* _TASKS_:
- a) Using the Port Ludlow post, explain in one to three sentences why entering Port Ludlow feels alarming the first time.
- b) For each statement, say whether it agrees with the Port Ludlow post. Answer yes or no and quote the words that decide it: (i) The main anchorage in Port Ludlow is shallow. (ii) The best depth between buoy "N2" and the dayboard on Tala Point is 24 feet. (iii) Before taking a deep draft vessel to the bay behind the twin islands, it is best to explore the passage by dinghy.

* _PASSAGE GIVEN_:
-=-=-=-=-

Wednesday, May 26, 2010

Destination: Port Ludlow

If you arrived here by searching for a chart, please see this page.

Traveling from Seattle to the San Juans via Admiralty Inlet is a long run to make in one day. One convenient stopping-off place on the trip is Port Ludlow, allowing you to divide the trip into two legs (two other such possibilities on Admiralty Inlet are: Fort Flagler/Mystery Bay and Port Townsend, but this post is about Port Ludlow).

Port Ludlow is a very sheltered bay and a wonderful gunkhole. It is not particularly tricky to get into (see Gig Harbor), but it will be scary the first time you do it. Look at the chart to the left there (depths in fathoms). Note that between the buoy "N2" and the dayboard on Tala Point, the best depth is 24 feet. Now look to the right, toward open water: the depths there are 120 feet and on down. Yes, there is a ledge there, and yes you are going to go over it. There is enough water, but it is quite alarming to see your depth sounder go from 150 feet or more to 24 feet in a very short distance. You will absolutely believe that you are going aground. And yes, you probably do want to split the distance between the buoy and the dayboard. Entering Port Ludlow is a test of faith.

Once you are over the ledge, things are easy. Motor on beyond the privately maintained lite on the end of the hook, and you are in some of the most protected waters in all of Puget Sound. This is not a particularly shallow anchorage - you will be in 30 - 50 feet of water, but it is a sticky mud bottom with good holding. Pay attention to the cable zone noted on the chart at the back of the harbor. We have personally proved that there are, indeed, cables there (a story for another time).

There is also a delightful anchorage in the bight behind the twin islands, at the back, southern end of the harbor. But you will not want to attempt entering at low water. It is best if you explore the passage to the secluded bay with a dinghy before taking your deep draft vessel back there.

-=-=-=-=-

* _STORED RECORDS_:
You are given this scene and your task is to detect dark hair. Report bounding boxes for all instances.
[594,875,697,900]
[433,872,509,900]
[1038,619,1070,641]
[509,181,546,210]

-=-=-=-=-

* _FINAL RESULTS_:
- a) A ledge lies across the entrance, so the depth sounder drops from 150 feet or more to 24 feet in a very short distance. Although there is enough water, the sudden change makes you believe you are going aground.

- b)
(i) No: "This is not a particularly shallow anchorage - you will be in 30 - 50 feet of water"
(ii) Yes: "the best depth is 24 feet"
(iii) Yes: "It is best if you explore the passage to the secluded bay with a dinghy before taking your deep draft vessel back there."